WHAT TO WORK ON: Update the records below by changing every "disc" to "circle", and write them out again with nothing else altered.

Raw records:
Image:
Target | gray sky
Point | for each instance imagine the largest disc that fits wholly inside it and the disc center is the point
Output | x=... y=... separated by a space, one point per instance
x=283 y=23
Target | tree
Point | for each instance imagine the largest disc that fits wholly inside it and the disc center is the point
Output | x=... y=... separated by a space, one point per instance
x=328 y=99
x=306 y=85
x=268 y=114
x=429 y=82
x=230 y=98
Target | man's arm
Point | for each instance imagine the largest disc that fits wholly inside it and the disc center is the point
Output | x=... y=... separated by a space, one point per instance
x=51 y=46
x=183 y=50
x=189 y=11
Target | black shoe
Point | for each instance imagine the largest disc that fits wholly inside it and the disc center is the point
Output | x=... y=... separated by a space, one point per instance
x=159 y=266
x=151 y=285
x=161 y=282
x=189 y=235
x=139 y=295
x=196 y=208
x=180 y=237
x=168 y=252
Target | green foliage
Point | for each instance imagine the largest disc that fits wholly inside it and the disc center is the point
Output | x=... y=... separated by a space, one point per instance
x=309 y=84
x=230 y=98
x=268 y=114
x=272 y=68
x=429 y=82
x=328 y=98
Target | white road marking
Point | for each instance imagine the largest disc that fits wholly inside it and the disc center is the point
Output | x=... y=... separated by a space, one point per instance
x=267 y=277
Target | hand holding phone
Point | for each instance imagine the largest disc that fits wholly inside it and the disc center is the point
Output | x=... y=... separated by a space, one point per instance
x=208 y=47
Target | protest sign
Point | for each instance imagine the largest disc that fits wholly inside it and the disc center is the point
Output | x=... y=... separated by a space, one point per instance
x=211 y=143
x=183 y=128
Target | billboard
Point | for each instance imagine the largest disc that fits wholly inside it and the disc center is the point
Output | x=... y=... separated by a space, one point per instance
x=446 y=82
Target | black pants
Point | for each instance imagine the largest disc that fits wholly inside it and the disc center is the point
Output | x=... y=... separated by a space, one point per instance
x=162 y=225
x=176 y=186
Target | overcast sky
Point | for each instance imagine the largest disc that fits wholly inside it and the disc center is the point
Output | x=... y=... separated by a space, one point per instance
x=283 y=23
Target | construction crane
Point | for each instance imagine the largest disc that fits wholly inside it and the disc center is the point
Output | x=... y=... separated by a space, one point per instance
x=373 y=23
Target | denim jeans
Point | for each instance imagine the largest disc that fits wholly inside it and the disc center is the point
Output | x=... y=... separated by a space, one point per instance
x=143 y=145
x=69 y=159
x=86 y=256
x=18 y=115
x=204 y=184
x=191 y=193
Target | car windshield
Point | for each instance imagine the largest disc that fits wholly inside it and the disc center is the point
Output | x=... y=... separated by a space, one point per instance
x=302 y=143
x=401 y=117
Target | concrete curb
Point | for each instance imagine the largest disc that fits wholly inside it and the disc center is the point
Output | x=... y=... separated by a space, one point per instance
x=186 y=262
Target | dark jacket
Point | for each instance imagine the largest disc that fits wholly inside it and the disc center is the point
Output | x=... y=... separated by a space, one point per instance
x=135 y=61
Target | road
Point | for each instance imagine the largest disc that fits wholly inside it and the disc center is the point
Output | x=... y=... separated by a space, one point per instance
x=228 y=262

RESPONSE TO THE TASK:
Image:
Target | gray sky
Point | for each instance imagine the largest circle that fits wholly inside it and the circle center is the point
Output | x=... y=... separated by a space, one point per instance
x=283 y=23
Target | tree
Point | for each instance imagine the largest circle that fits wholly inside it and the circle center is the point
Output | x=... y=... separated by a space, one point per instance
x=328 y=99
x=306 y=85
x=268 y=114
x=429 y=82
x=230 y=98
Target | man's arm
Point | for each instance imagine the largest circle that fits wholly inside it and the circle center is the point
Output | x=... y=... separated by a space, one point per instance
x=51 y=46
x=183 y=50
x=189 y=11
Target | black shoe
Point | for each instance imagine the largest circle that fits wholly inside it and the circle center is the point
Output | x=... y=... separated by a space, one point per instance
x=159 y=266
x=151 y=285
x=161 y=282
x=189 y=235
x=139 y=295
x=196 y=208
x=180 y=237
x=168 y=252
Target | green foliage
Point | for each instance imagine the largest circle that fits wholly inside it and the circle center is the point
Output | x=... y=... separated by a space, one point per instance
x=309 y=84
x=230 y=98
x=268 y=114
x=272 y=68
x=429 y=82
x=328 y=98
Target | white road marking
Point | for each instance imagine the largest circle that fits wholly inside it and the circle center is the point
Output | x=... y=... separated by a space, one point per instance
x=267 y=277
Target | hand holding phone
Point | for each instance imagine the largest circle that fits wholly inside it and the circle center is the point
Output | x=... y=... separated by a space, one point per instance
x=208 y=47
Target | protest sign
Point | for each instance imagine the largest circle that fits wholly inside it and the circle center is the point
Output | x=... y=... separated by a space, one point per instance
x=211 y=143
x=183 y=128
Target | billboard
Point | for each instance imagine the largest circle that fits wholly inside it and the circle center is the point
Output | x=... y=... separated by a space, one point per instance
x=446 y=82
Target | black pants
Point | for each instance imagine the largest circle that fits wholly inside it and the circle center is the point
Output | x=... y=... separated by a space, one point per instance
x=162 y=225
x=176 y=186
Target | overcast sky
Point | for each instance imagine the largest circle that fits wholly inside it and the circle center is the point
Output | x=... y=... separated by a space, one point per instance
x=283 y=23
Target | construction crane
Point | for each instance imagine the largest circle that fits wholly inside it and the circle center is the point
Output | x=... y=... separated by a space, one point per instance
x=373 y=23
Target | denim jeans
Point | for each instance imagine the largest circle that fits wholly inside it and the circle center is the point
Output | x=... y=... separated by a space, one point per instance
x=143 y=145
x=69 y=159
x=86 y=256
x=18 y=115
x=204 y=184
x=191 y=193
Target | car windshield
Point | for each instance imagine the largest circle that fits wholly inside it and the circle center is the point
Output | x=... y=... separated by a space, one point per instance
x=302 y=143
x=401 y=117
Target | concrete curb
Point | for each instance imagine the largest circle that fits wholly inside it and the circle center is the point
Output | x=... y=... separated by a space, one point per instance
x=186 y=262
Target | dark jacket
Point | for each instance imagine the largest circle that fits wholly inside it and the circle center is the point
Output | x=... y=... separated by a space, one point per instance
x=135 y=61
Target | road
Point | for each instance imagine the largest circle that fits wholly inside it and the circle center is the point
Output | x=... y=... separated by a space, one point per instance
x=228 y=262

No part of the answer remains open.